### DOKUMEN SUMBER ###

Di tengah kabar akan Yen yang sedang meroket, Rupiah justru menurun dan nilainya semakin hancur. Virus Corona memang berdampak sangat besar terhadap perekonomian dunia, terutama untuk keuangan di wilayah Asia terhadap Dolar Amerika. Hal ini membuat pasar forex dan trader menjadi ikut was-was.
Rupiah, pada Januari lalu sempat mencapai kejayaannya, bahkan menjadi jawara. Namun ternyata dunia berputar terlalu cepat. Saat ini Rupiah tengah tumbang hingga menyandang status terburuk di Asia. Sungguh sangat nahas nasib mata uang Tanah Air ini. Baru saja merasakan kejayaan, kini harus kembali mengalami penurunan.
Pada tanggal 28 Februari kemarin, Rupiah mengalami penurunan yang cukup besar terhadap Dolas AS yaitu sebesar 2,21%. Dalam waktu hanya satu minggu saja, rupiah sudah terdepresiasi sebesar 4,22%. Jika dilihat lebih jauh lagi, bisa terlihat jika Rupiah memang telah tertunduk di hadapan Dolas AS sejak awal tahun ini 3,2%.
Negara Asia Lain Mengalami Perburukan Mata Uang
Nasib yang mengenaskan ini ternyata bukan hanya dialami oleh mata uang Rupiah saja, karena masih ada beberapa mata uang Asia lainnya yang mengalami hal serupa. Beberapa mata uang Asia tersebut ialah India, Ringgit Malysyam peso Filipina dan Dolar Hongkong. Sedangkan Yen, pada minggu ini justru mengalami penguatan yang sangat baik.
Yen bahkan mendapatkan apresiasi 3,14% melawan dolar greenback. Hal ini bisa dimaklum karena Yen merupakan bagian dari salah satu aset safe haven yang banyak diincar ketika dunia tengah dalam kondisi abu-abu akibat wabah virus corona yang hingga kini masih belum bisa diatasi.
Pada awal minggu ini, virus corona yang berasal dari wuhan kembali berhasil membuat dunia gempar. Jumlah kasus yang terjadi terus meningkat dengan signifikan di daerah Korea Selatan, Italia dan juga Iran. Kabarnya, peningkatan kasus yang terjadi ini hingga melebihi kasus yang baru-baru ini dilaporkan dari negara China untuk pertama kalinya.
Trader Bergegas Membeli Aset Safe Haven
Peristiwa ini tentu saja memicu para trader untuk melakukan sell off secara serentak pada bursa saham dunia. Wall street saja yang dijadikan sebagai role model pasar saham dunia, tidak mampu untuk mengatasi tekanan sell. Kejadian ini dikabarkan memberikan tekanan paling dalam sejak krisis finansial 2008.
Bursa Wall Street memiliki tiga indesk utama, namun ketiga indeks tersebut justru anjlok hanya dalam waktu satu pekan saja. Indeks S&P 500 ini jatuh tersungkur hingga 11,5%. Dow Jones Industrial Average (DJIA) mengalami penurunan hingga melebihi 12%. Nasdaq Composite pun ikut turun hingga 10,5%.

###

■ UJI PEMAHAMAN ■
1 – Tuliskan kembali seluruh isi dokumen sumber tentang pelemahan Rupiah, mulai dari "Yen bahkan mendapatkan" terus ke bawah hingga "untuk pertama kalinya.", tanpa mengubah satu kata pun.
2 – Jawablah pertanyaan berikut berdasarkan dokumen sumber tentang pelemahan Rupiah.
(a) Berapa persen Rupiah terdepresiasi dalam waktu hanya satu minggu?
(b) Berapa persen apresiasi yang didapatkan Yen melawan dolar greenback?
(c) Hingga berapa persen Indeks S&P 500 jatuh dalam satu pekan?

### DATA YANG DISEDIAKAN ###

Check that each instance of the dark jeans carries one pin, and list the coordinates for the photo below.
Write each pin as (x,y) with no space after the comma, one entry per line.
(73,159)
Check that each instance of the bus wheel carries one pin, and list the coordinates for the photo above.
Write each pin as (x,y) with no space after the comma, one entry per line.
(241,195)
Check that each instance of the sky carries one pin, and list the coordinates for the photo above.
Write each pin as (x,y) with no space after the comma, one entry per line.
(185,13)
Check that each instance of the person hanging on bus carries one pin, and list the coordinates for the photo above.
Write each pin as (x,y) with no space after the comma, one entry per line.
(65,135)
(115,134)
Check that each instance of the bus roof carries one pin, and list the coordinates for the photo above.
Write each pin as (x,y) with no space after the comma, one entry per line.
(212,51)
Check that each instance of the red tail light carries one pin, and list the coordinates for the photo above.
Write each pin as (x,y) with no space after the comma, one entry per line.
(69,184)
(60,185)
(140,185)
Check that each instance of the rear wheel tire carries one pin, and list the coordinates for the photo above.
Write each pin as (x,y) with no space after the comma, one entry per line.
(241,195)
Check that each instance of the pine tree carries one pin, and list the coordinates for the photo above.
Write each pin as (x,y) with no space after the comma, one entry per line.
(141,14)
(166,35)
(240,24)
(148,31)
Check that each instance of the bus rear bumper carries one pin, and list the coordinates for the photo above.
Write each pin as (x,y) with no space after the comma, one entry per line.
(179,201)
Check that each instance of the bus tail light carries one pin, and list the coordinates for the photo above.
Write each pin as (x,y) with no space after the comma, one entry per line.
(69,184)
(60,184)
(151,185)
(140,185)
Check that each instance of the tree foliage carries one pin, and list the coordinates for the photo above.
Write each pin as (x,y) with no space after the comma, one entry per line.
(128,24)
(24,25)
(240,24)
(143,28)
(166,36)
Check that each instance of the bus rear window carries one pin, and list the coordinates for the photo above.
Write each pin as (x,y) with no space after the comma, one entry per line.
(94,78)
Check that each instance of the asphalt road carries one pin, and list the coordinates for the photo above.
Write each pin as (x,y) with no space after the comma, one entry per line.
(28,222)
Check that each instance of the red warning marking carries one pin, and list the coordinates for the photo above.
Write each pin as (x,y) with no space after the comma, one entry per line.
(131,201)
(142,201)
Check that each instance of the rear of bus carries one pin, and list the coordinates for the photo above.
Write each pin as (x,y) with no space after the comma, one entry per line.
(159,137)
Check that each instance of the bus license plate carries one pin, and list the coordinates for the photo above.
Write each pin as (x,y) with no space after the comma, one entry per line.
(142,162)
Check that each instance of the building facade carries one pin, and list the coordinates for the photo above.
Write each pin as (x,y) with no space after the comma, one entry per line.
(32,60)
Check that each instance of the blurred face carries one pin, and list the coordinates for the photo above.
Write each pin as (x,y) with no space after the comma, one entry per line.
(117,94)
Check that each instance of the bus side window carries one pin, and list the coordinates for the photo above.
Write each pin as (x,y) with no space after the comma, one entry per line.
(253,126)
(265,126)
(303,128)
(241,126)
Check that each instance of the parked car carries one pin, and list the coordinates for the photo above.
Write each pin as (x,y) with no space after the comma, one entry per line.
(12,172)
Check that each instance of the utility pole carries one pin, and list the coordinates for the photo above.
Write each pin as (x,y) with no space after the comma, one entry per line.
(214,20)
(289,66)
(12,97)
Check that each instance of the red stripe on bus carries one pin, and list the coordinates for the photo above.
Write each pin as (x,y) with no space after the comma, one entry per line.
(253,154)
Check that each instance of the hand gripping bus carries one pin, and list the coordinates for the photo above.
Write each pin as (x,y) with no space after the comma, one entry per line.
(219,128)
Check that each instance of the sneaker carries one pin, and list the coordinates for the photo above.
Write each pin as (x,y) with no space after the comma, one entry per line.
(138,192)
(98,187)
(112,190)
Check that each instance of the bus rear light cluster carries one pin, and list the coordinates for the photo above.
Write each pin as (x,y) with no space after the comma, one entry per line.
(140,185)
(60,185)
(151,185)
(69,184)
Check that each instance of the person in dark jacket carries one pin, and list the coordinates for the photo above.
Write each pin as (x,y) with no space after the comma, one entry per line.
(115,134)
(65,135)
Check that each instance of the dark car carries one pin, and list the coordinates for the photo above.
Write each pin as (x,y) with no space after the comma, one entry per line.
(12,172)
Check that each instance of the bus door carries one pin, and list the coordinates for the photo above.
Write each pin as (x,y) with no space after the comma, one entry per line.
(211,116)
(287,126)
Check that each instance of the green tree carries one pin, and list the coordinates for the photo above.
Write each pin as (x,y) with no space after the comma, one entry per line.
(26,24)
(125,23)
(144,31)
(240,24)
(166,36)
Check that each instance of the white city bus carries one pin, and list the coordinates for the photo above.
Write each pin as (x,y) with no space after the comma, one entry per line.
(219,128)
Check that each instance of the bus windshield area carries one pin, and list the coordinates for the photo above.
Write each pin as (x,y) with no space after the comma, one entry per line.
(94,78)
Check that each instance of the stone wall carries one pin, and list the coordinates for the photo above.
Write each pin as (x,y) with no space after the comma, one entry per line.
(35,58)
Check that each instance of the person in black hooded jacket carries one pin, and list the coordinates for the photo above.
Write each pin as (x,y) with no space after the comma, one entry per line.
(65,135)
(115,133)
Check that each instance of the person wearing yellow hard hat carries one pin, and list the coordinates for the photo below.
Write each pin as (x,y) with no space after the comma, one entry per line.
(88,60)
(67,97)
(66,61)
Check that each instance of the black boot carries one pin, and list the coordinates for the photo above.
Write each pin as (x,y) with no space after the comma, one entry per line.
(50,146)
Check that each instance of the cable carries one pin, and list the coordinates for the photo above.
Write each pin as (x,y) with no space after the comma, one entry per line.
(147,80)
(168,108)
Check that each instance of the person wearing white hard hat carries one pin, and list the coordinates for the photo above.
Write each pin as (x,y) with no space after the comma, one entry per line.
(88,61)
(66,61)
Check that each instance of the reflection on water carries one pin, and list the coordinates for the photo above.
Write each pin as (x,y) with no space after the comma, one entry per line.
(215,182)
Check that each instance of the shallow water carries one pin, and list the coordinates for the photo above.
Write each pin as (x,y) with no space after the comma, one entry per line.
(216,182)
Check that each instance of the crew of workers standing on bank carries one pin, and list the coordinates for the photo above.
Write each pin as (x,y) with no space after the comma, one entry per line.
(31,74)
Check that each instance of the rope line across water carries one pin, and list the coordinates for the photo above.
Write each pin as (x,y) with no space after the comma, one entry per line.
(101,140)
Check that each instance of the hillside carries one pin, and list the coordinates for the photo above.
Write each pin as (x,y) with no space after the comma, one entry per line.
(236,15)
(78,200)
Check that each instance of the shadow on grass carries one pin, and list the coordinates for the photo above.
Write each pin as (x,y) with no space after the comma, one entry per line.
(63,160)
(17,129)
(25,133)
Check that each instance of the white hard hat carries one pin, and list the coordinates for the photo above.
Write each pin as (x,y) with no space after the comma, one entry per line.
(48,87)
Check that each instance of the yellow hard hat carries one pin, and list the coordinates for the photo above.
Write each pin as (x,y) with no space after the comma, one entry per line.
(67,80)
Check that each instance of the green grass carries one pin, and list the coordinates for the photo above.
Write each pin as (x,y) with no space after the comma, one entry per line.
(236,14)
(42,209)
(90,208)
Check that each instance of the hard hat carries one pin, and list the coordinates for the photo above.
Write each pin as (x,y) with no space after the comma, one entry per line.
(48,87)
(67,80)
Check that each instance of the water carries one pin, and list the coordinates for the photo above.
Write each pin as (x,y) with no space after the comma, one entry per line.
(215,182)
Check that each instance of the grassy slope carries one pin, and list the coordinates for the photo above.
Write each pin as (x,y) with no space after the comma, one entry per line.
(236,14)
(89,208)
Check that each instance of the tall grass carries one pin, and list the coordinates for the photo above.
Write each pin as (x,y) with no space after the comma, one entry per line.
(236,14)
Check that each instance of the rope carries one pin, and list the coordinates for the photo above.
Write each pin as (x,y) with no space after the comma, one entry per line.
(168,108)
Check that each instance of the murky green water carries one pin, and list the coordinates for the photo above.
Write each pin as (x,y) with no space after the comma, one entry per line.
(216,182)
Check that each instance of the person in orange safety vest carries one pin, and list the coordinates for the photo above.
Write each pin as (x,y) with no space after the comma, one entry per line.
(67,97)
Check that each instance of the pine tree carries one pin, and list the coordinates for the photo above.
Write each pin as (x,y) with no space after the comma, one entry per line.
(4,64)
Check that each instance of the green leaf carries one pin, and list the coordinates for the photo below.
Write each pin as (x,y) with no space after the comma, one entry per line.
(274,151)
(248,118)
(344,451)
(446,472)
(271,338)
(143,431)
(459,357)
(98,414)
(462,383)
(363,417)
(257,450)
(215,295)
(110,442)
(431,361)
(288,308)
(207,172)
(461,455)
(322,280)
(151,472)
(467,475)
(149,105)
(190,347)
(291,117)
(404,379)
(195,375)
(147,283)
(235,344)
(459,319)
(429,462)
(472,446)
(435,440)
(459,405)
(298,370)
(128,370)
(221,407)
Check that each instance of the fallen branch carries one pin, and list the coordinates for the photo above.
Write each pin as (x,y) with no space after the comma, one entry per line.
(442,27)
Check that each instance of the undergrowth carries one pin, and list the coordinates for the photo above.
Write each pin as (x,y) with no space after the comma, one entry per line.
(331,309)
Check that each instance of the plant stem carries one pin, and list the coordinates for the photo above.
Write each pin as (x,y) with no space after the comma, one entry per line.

###

■ HASIL TIAP TUGAS ■
1 –
Yen bahkan mendapatkan apresiasi 3,14% melawan dolar greenback. Hal ini bisa dimaklum karena Yen merupakan bagian dari salah satu aset safe haven yang banyak diincar ketika dunia tengah dalam kondisi abu-abu akibat wabah virus corona yang hingga kini masih belum bisa diatasi.
Pada awal minggu ini, virus corona yang berasal dari wuhan kembali berhasil membuat dunia gempar. Jumlah kasus yang terjadi terus meningkat dengan signifikan di daerah Korea Selatan, Italia dan juga Iran. Kabarnya, peningkatan kasus yang terjadi ini hingga melebihi kasus yang baru-baru ini dilaporkan dari negara China untuk pertama kalinya.

2 –
(a) 4,22%
(b) 3,14%
(c) 11,5%